Entries provided:
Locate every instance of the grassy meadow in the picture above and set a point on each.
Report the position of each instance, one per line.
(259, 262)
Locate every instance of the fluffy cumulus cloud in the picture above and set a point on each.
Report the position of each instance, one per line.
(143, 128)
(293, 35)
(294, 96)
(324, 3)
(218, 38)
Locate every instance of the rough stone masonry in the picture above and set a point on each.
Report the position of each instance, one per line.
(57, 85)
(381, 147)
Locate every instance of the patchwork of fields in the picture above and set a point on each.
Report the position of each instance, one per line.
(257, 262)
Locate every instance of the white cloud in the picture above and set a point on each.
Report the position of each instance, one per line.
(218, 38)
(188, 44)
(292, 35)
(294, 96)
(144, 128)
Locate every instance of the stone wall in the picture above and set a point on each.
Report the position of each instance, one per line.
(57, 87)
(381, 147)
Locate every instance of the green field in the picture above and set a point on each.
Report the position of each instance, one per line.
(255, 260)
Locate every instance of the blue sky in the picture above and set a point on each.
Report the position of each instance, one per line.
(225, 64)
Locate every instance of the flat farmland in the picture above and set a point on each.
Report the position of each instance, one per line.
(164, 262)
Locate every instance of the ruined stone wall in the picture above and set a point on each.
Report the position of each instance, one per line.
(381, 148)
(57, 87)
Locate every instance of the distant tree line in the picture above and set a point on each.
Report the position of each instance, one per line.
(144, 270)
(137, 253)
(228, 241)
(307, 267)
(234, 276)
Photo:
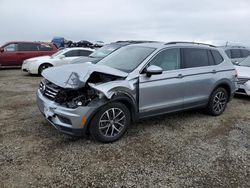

What you will do: Lines of the listing above that contain the word "stone" must all be copied.

Response for this exercise:
Locate every instance of the rough stone masonry in the picture above and set a point on each.
Locate every instance of the stone wall in the picture above and set a point on each.
Locate every instance of the ruined stone wall in the picture above and set a point on each.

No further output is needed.